WHAT IS NEEDED:
Place each line of the listing below into a Markdown table with the columns Number and Entry, numbering the rows and skipping blank lines. Leave the pictures out of the answer.

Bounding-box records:
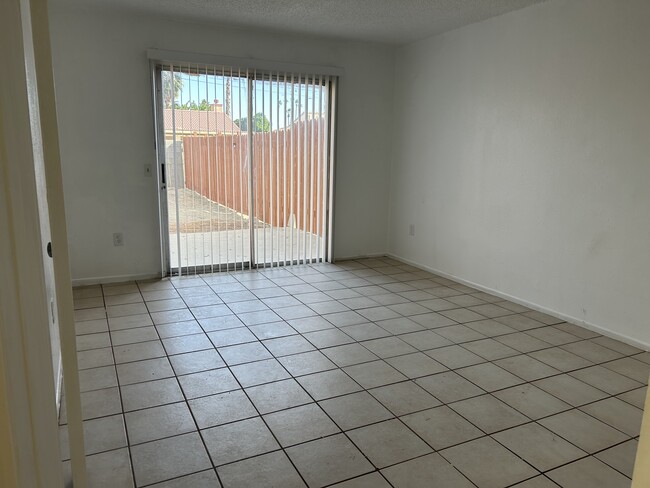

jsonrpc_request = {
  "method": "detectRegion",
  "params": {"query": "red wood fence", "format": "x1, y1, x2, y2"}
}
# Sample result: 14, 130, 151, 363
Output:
183, 119, 327, 236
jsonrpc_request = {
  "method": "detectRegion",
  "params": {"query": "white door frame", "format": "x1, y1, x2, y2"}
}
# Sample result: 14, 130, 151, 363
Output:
0, 0, 86, 488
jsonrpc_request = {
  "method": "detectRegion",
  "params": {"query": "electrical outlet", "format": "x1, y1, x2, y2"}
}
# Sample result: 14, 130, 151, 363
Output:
113, 232, 124, 246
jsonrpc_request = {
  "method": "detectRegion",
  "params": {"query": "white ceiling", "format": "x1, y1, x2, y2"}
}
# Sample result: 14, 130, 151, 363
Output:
53, 0, 543, 44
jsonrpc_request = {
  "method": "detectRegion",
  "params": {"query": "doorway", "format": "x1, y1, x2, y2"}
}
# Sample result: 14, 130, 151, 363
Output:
155, 64, 336, 275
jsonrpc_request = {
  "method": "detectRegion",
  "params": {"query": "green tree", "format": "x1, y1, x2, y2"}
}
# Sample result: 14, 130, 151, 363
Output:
162, 71, 183, 108
235, 112, 271, 132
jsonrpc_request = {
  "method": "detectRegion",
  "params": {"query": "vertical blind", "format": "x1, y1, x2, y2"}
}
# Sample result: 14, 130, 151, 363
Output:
157, 64, 336, 274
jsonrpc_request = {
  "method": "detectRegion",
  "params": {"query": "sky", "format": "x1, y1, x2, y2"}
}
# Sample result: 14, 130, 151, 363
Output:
170, 73, 326, 129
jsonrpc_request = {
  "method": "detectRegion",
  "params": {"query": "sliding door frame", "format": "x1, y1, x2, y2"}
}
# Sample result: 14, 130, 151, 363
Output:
147, 50, 343, 276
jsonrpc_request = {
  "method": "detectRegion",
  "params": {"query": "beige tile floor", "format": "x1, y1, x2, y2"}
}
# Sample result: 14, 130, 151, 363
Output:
61, 259, 650, 488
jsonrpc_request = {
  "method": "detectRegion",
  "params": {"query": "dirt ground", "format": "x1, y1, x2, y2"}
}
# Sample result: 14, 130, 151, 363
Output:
167, 188, 268, 233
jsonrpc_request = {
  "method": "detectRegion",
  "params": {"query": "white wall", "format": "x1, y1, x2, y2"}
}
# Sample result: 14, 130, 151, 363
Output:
51, 10, 393, 283
389, 0, 650, 346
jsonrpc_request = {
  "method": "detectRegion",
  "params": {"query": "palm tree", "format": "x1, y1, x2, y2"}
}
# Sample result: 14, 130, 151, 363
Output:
162, 71, 183, 108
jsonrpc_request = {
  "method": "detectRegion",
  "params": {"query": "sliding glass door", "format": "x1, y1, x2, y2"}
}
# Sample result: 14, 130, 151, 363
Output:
155, 64, 334, 274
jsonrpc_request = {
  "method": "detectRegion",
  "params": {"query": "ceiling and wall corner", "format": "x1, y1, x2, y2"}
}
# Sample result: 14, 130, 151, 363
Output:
51, 10, 394, 284
54, 0, 545, 45
389, 0, 650, 348
52, 0, 650, 350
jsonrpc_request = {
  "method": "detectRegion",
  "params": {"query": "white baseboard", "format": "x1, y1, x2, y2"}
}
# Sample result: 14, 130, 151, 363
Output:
386, 252, 650, 351
333, 252, 388, 263
72, 273, 161, 286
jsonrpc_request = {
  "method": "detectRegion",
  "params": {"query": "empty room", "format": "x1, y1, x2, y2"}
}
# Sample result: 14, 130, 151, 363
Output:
0, 0, 650, 488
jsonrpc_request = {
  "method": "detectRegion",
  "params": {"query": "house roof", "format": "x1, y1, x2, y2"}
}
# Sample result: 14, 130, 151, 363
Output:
163, 108, 240, 134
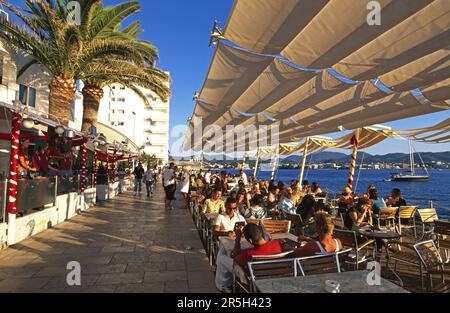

TASK ANSWER:
| Number | Entry |
|---|---|
| 1 | jsonrpc_request = { |
| 2 |   "method": "detectRegion", |
| 3 |   "params": {"query": "red wood fence", "format": "x1, y1, x2, y2"} |
| 4 | } |
| 5 | # Sample result: 14, 130, 151, 363 |
| 6 | Output: |
| 7 | 183, 119, 327, 236 |
| 8 | jsonrpc_request = { |
| 9 |   "method": "detectRegion", |
| 10 |   "params": {"query": "white door frame", "format": "x1, y1, x2, y2"} |
| 11 | } |
| 12 | # Sample result: 14, 130, 151, 363 |
| 13 | Output: |
| 14 | 0, 0, 86, 488 |
| 15 | jsonrpc_request = { |
| 16 |   "method": "detectRegion", |
| 17 |   "params": {"query": "electrical outlet", "format": "x1, y1, x2, y2"} |
| 18 | } |
| 19 | # Sample result: 14, 130, 151, 363 |
| 20 | Output: |
| 21 | 113, 232, 124, 246 |
| 22 | jsonrpc_request = { |
| 23 |   "method": "detectRegion", |
| 24 |   "params": {"query": "white ceiling", "format": "x1, y1, x2, y2"} |
| 25 | } |
| 26 | # Sample result: 14, 130, 151, 363 |
| 27 | Output: |
| 28 | 53, 0, 543, 44 |
| 29 | jsonrpc_request = { |
| 30 |   "method": "detectRegion", |
| 31 |   "params": {"query": "doorway", "format": "x1, y1, x2, y2"} |
| 32 | } |
| 33 | # Sample result: 14, 130, 151, 363 |
| 34 | Output: |
| 35 | 155, 64, 336, 275 |
| 36 | jsonrpc_request = { |
| 37 |   "method": "detectRegion", |
| 38 |   "params": {"query": "green tree", "format": "x1, y1, x2, y2"} |
| 39 | } |
| 40 | # Sample result: 14, 130, 151, 363 |
| 41 | Output: |
| 42 | 162, 71, 183, 108 |
| 43 | 235, 112, 271, 132 |
| 44 | jsonrpc_request = { |
| 45 |   "method": "detectRegion", |
| 46 |   "params": {"query": "vertical blind", "format": "x1, y1, x2, y2"} |
| 47 | } |
| 48 | # Sample result: 14, 130, 151, 363 |
| 49 | Output: |
| 50 | 157, 64, 336, 274 |
| 51 | jsonrpc_request = { |
| 52 |   "method": "detectRegion", |
| 53 |   "params": {"query": "sky", "format": "x1, y1, x2, y2"} |
| 54 | } |
| 55 | # Sample result: 14, 130, 151, 363 |
| 56 | Output: |
| 57 | 170, 73, 326, 129 |
| 58 | jsonrpc_request = { |
| 59 |   "method": "detectRegion", |
| 60 |   "params": {"query": "sliding door frame", "format": "x1, y1, x2, y2"} |
| 61 | } |
| 62 | # Sample result: 14, 130, 151, 363 |
| 63 | Output: |
| 64 | 147, 50, 343, 276 |
| 65 | jsonrpc_request = { |
| 66 |   "method": "detectRegion", |
| 67 |   "params": {"query": "beige tile floor", "format": "x1, y1, x2, y2"} |
| 68 | } |
| 69 | # Sample result: 14, 130, 151, 363 |
| 70 | Output: |
| 71 | 61, 259, 650, 488 |
| 72 | jsonrpc_request = { |
| 73 |   "method": "detectRegion", |
| 74 |   "params": {"query": "dirt ground", "format": "x1, y1, x2, y2"} |
| 75 | } |
| 76 | # Sample result: 14, 130, 151, 363 |
| 77 | Output: |
| 78 | 167, 188, 268, 233 |
| 79 | jsonrpc_request = { |
| 80 |   "method": "detectRegion", |
| 81 |   "params": {"query": "white wall", "format": "x1, y1, x2, y2"} |
| 82 | } |
| 83 | # Sample result: 14, 130, 151, 363 |
| 84 | Output: |
| 85 | 51, 10, 393, 283 |
| 86 | 389, 0, 650, 346 |
| 87 | jsonrpc_request = { |
| 88 |   "method": "detectRegion", |
| 89 |   "params": {"query": "palm tree", "format": "x1, y1, x2, y2"} |
| 90 | } |
| 91 | # Sample result: 14, 130, 151, 363 |
| 92 | Output: |
| 93 | 162, 71, 183, 108 |
| 94 | jsonrpc_request = { |
| 95 |   "method": "detectRegion", |
| 96 |   "params": {"query": "sliding glass door", "format": "x1, y1, x2, y2"} |
| 97 | } |
| 98 | # Sample result: 14, 130, 151, 363 |
| 99 | Output: |
| 100 | 155, 64, 334, 274 |
| 101 | jsonrpc_request = { |
| 102 |   "method": "detectRegion", |
| 103 |   "params": {"query": "ceiling and wall corner", "format": "x1, y1, x2, y2"} |
| 104 | } |
| 105 | # Sample result: 14, 130, 151, 363 |
| 106 | Output: |
| 107 | 51, 10, 394, 284 |
| 108 | 54, 0, 545, 45 |
| 109 | 389, 0, 650, 348 |
| 110 | 52, 0, 650, 350 |
| 111 | jsonrpc_request = { |
| 112 |   "method": "detectRegion", |
| 113 |   "params": {"query": "white baseboard", "format": "x1, y1, x2, y2"} |
| 114 | } |
| 115 | # Sample result: 14, 130, 151, 363 |
| 116 | Output: |
| 117 | 386, 252, 650, 351 |
| 118 | 333, 252, 388, 263 |
| 119 | 72, 273, 161, 286 |
| 120 | jsonrpc_request = { |
| 121 |   "method": "detectRegion", |
| 122 |   "params": {"query": "empty room", "format": "x1, y1, x2, y2"} |
| 123 | } |
| 124 | # Sample result: 14, 130, 151, 363 |
| 125 | Output: |
| 126 | 0, 0, 650, 488 |
| 127 | jsonrpc_request = { |
| 128 |   "method": "detectRegion", |
| 129 |   "params": {"query": "house roof", "format": "x1, y1, x2, y2"} |
| 130 | } |
| 131 | # Sample result: 14, 130, 151, 363 |
| 132 | Output: |
| 133 | 163, 108, 240, 134 |